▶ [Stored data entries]

——

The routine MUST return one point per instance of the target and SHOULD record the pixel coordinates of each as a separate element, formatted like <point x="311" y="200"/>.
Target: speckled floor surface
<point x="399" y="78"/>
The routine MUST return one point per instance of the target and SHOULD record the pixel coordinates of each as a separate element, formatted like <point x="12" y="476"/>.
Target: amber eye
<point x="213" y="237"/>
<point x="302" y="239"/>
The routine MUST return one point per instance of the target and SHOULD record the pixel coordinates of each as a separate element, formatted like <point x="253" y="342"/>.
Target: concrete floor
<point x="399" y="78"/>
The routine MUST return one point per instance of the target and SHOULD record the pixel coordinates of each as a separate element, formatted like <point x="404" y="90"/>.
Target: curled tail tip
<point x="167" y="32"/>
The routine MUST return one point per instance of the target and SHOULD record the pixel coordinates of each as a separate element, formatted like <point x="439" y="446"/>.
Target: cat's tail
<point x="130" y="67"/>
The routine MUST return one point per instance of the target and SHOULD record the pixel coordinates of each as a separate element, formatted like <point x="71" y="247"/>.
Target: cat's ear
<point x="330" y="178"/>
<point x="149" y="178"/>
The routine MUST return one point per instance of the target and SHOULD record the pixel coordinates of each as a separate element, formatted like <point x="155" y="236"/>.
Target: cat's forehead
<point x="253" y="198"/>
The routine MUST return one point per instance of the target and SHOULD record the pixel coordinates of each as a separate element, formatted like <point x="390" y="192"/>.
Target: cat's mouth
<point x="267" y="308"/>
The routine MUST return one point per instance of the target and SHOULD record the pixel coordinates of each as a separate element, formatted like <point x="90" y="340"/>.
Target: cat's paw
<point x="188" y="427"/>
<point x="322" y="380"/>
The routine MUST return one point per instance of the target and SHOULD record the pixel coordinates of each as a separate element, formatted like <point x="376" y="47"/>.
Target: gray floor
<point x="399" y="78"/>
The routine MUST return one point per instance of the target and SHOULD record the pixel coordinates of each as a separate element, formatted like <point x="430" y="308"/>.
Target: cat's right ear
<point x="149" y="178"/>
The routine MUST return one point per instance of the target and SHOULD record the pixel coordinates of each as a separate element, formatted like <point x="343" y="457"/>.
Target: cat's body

——

▶ [Your task]
Each entry should be written out again exactly, with no word left out.

▶ [Reply]
The routine MUST return one point per instance of the target and SHOULD record the pixel coordinates of each as a separate element, formatted like <point x="311" y="200"/>.
Target: speckled floor surface
<point x="399" y="78"/>
The routine MUST return one point per instance of the target and SHOULD record the pixel coordinates of each as a separate element, formatted like <point x="12" y="476"/>.
Target: amber eye
<point x="213" y="237"/>
<point x="302" y="239"/>
The routine MUST return one point per instance of the target and SHOULD record the pixel coordinates of each as a separate element, formatted like <point x="253" y="342"/>.
Target: concrete floor
<point x="399" y="78"/>
The routine MUST return one point per instance of the target and SHOULD record the pixel coordinates of each as a separate element, formatted like <point x="404" y="90"/>.
Target: curled tail tip
<point x="167" y="32"/>
The routine MUST return one point per instance of the target and SHOULD record the pixel coordinates of each as a separate element, formatted like <point x="439" y="446"/>.
Target: cat's tail
<point x="130" y="67"/>
The routine MUST return one point per instance of the target and SHOULD record the pixel coordinates of each as a separate element, formatted like <point x="71" y="247"/>.
Target: cat's ear
<point x="330" y="178"/>
<point x="149" y="178"/>
The routine MUST return one point per instance of the target and SHOULD record the pixel coordinates of each as a separate element, formatted like <point x="155" y="236"/>.
Target: cat's forehead
<point x="253" y="198"/>
The routine MUST return one point per instance of the target and SHOULD record the pixel coordinates of each as a separate element, formatted like <point x="390" y="192"/>.
Target: cat's mouth
<point x="267" y="308"/>
The routine MUST return one point per instance of the target and SHOULD record the pixel coordinates of each as a separate element, formatted like <point x="90" y="340"/>.
Target: cat's paw
<point x="188" y="427"/>
<point x="322" y="380"/>
The routine MUST return one point per instance of the target and SHOULD record the pixel coordinates of each as a separate element, formatted like <point x="376" y="47"/>.
Target: gray floor
<point x="399" y="78"/>
The routine MUST return one point per instance of the target and SHOULD record the pixel coordinates of each as a separate element, formatted like <point x="430" y="308"/>.
Target: cat's right ear
<point x="149" y="178"/>
The routine MUST return one point per instance of the target and SHOULD record the pixel coordinates of each as a separate element, formatted like <point x="343" y="457"/>.
Target: cat's body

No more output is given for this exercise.